* [What needs to be done]:
Go through the entries below and copy each line containing the word "coat".

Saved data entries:
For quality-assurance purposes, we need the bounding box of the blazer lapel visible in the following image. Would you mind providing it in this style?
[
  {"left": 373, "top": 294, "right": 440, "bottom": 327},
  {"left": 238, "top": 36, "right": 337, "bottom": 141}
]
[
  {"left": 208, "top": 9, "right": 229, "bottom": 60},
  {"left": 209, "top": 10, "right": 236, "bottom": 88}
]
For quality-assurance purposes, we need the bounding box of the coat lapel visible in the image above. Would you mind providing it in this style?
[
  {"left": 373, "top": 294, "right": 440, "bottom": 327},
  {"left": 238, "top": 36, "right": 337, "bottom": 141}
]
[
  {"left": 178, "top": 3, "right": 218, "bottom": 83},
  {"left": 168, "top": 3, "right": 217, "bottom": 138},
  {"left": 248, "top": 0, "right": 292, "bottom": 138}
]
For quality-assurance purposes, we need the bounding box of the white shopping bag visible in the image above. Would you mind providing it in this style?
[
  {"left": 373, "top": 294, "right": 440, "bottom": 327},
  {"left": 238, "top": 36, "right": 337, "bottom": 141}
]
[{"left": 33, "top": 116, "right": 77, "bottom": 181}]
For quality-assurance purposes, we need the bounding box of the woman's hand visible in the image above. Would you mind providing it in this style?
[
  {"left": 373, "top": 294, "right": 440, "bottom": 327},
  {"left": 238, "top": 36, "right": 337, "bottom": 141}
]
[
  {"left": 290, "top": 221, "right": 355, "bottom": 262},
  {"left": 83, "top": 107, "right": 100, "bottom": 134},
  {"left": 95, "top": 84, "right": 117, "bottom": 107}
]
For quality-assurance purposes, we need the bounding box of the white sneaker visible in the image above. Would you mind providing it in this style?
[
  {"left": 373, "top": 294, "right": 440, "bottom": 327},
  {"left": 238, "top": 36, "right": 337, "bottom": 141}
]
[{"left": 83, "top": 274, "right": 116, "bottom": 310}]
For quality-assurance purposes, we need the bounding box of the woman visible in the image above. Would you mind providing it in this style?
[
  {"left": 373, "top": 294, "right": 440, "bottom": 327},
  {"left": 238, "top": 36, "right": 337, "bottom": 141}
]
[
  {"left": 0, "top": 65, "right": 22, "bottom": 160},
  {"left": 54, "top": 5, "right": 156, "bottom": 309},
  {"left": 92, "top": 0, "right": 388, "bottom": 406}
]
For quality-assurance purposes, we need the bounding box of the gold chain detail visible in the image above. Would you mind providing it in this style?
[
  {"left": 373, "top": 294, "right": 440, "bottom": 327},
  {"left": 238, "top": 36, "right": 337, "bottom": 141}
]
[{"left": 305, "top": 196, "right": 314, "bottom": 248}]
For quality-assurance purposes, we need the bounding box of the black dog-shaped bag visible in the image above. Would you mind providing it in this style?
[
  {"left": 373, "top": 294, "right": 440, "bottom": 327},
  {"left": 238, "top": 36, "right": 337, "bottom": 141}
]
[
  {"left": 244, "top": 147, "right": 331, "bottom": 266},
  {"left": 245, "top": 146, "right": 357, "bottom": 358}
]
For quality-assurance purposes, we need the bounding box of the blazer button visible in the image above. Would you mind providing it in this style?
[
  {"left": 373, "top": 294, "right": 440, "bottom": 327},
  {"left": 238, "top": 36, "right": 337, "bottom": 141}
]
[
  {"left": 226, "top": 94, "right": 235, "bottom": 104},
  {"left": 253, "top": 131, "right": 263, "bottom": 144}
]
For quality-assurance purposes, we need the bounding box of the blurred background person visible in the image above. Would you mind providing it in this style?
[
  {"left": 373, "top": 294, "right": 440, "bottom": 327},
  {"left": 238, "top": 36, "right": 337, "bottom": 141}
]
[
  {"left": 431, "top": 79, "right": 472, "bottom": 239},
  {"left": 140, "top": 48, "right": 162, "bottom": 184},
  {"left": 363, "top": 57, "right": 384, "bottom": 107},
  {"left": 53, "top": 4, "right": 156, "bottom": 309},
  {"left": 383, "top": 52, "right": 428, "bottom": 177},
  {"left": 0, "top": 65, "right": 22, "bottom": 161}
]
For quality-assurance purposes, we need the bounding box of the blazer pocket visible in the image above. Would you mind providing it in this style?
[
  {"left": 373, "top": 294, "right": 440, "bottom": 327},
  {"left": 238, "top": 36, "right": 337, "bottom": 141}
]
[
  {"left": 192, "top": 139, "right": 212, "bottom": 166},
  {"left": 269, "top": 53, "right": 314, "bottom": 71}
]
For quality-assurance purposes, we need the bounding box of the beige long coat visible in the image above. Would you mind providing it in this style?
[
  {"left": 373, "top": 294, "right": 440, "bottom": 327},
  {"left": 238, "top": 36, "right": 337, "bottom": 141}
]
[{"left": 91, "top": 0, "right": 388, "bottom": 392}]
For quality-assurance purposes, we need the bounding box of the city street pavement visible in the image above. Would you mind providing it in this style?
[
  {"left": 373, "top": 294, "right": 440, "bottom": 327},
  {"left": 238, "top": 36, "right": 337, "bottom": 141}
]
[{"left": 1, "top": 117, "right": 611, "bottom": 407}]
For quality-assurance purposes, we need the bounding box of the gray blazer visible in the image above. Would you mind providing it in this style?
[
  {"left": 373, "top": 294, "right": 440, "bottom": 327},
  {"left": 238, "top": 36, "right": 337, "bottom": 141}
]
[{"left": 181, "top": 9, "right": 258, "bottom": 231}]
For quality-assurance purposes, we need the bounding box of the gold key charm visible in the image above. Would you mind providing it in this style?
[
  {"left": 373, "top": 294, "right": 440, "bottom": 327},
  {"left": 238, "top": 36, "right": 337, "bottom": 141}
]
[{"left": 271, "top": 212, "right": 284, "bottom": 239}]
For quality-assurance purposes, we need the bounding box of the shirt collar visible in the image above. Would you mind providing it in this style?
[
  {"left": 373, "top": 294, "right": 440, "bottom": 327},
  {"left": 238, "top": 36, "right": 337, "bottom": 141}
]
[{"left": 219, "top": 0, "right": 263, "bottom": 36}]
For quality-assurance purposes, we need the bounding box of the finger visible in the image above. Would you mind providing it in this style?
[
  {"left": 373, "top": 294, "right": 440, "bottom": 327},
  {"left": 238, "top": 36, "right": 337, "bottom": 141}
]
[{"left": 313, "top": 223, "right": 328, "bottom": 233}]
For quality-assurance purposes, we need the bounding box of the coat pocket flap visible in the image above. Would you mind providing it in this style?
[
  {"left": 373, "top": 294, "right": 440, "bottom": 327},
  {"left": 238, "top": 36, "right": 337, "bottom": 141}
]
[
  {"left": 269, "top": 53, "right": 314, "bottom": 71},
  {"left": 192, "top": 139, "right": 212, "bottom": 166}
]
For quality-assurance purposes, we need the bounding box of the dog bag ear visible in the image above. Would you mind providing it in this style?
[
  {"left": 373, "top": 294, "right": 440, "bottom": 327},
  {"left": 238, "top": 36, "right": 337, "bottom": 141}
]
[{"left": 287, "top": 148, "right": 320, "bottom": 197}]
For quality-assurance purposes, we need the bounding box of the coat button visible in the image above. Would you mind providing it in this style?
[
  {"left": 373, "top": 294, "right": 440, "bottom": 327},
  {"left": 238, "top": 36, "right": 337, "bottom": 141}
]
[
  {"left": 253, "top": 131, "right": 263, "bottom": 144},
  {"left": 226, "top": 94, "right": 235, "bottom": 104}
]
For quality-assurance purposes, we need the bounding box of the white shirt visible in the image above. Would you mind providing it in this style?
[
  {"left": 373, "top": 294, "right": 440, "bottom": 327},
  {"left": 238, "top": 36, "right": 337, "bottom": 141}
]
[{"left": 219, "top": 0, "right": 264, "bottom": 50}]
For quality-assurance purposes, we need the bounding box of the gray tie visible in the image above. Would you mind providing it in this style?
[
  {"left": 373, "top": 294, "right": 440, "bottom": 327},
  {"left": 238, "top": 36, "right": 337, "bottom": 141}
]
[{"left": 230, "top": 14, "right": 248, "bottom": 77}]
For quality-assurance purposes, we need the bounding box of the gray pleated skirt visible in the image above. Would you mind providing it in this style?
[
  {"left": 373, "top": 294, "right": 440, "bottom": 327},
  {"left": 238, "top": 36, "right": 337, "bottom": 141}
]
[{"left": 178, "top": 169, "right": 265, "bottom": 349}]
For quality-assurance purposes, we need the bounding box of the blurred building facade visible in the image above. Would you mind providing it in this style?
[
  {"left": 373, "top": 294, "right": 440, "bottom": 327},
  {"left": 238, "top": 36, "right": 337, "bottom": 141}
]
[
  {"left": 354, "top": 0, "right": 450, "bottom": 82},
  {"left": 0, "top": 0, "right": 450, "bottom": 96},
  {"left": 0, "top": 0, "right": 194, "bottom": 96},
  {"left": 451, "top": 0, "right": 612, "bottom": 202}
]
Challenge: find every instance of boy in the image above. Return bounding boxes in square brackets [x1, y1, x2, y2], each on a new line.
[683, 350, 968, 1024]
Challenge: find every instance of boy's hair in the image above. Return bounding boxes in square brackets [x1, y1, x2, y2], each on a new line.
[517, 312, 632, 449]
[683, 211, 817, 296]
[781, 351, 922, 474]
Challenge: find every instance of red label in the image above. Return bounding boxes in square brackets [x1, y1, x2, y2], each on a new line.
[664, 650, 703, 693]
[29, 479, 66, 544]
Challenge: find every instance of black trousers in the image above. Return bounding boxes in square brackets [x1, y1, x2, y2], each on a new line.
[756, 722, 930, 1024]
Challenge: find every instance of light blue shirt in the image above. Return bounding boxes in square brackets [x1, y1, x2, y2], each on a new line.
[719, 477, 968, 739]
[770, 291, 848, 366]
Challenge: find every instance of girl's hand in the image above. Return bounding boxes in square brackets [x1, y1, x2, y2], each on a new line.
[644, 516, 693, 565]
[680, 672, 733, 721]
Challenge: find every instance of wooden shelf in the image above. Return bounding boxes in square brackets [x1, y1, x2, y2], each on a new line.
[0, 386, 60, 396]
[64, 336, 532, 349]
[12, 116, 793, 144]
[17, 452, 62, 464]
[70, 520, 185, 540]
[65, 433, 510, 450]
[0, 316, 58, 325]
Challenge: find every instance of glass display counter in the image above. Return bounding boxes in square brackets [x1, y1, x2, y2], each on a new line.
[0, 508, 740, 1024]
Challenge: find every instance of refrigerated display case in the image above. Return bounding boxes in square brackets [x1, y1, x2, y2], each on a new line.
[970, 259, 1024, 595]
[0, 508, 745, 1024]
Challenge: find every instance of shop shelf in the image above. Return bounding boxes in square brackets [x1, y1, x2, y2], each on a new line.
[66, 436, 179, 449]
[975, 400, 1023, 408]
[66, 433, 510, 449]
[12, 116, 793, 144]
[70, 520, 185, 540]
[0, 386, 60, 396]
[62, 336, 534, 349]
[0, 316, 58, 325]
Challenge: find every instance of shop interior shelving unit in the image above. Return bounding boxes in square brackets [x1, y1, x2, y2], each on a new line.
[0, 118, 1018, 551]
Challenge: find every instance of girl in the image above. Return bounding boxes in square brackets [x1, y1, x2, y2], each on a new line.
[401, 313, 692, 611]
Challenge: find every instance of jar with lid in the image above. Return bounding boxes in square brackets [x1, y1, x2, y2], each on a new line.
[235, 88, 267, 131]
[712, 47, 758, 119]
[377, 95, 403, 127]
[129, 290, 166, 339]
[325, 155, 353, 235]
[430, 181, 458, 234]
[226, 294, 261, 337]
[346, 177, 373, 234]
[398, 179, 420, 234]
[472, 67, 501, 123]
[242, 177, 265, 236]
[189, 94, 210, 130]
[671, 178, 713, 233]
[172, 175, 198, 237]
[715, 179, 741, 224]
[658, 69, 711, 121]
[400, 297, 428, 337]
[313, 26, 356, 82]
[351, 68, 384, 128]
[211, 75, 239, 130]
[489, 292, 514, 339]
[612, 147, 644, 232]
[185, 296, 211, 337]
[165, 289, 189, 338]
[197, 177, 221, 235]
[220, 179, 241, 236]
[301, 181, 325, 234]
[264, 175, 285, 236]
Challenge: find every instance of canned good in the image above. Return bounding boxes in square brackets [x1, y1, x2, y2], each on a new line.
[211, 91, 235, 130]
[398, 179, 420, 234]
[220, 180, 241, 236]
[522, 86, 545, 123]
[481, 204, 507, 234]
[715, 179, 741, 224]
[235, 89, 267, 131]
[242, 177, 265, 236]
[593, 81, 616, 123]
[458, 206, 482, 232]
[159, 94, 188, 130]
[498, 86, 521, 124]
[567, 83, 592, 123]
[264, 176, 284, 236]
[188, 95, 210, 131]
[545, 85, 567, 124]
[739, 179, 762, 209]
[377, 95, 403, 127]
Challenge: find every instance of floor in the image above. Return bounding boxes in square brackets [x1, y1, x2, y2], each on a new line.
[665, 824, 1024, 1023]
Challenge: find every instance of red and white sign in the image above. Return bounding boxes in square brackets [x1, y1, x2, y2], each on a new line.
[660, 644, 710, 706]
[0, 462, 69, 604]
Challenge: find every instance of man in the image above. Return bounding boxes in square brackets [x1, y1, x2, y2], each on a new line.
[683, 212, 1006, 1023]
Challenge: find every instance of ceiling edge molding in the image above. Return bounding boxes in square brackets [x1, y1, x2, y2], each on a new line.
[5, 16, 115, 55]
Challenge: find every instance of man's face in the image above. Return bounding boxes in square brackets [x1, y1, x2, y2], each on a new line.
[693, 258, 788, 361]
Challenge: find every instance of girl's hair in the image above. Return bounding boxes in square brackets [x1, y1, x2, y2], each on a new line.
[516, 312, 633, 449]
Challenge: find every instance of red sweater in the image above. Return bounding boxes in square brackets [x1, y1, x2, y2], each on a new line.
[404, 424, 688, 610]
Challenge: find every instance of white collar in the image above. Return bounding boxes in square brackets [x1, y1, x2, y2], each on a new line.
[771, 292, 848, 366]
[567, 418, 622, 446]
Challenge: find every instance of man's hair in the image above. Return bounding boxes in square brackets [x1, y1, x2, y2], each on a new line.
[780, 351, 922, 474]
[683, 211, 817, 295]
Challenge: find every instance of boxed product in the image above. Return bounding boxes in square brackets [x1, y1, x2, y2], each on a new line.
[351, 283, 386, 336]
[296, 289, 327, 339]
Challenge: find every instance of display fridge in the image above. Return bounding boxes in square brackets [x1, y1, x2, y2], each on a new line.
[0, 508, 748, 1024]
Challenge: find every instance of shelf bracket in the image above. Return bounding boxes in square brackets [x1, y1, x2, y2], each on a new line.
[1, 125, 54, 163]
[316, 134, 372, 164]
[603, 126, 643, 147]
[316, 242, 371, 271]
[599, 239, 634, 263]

* [Response]:
For quality-assurance purposes, we need the bounding box of the coat lapel visible in the image above. Would you mind providing it in this style?
For quality-assurance purposes, we need the bounding box of the beige long coat visible in the image above. Would you mind providing it in this style?
For quality-assurance purposes, we need the bounding box of the coat pocket flap visible in the image above. Would you mind providing it in this style?
For quality-assurance purposes, we need the bounding box of the coat button visible in the image above. Would you mind providing it in this style?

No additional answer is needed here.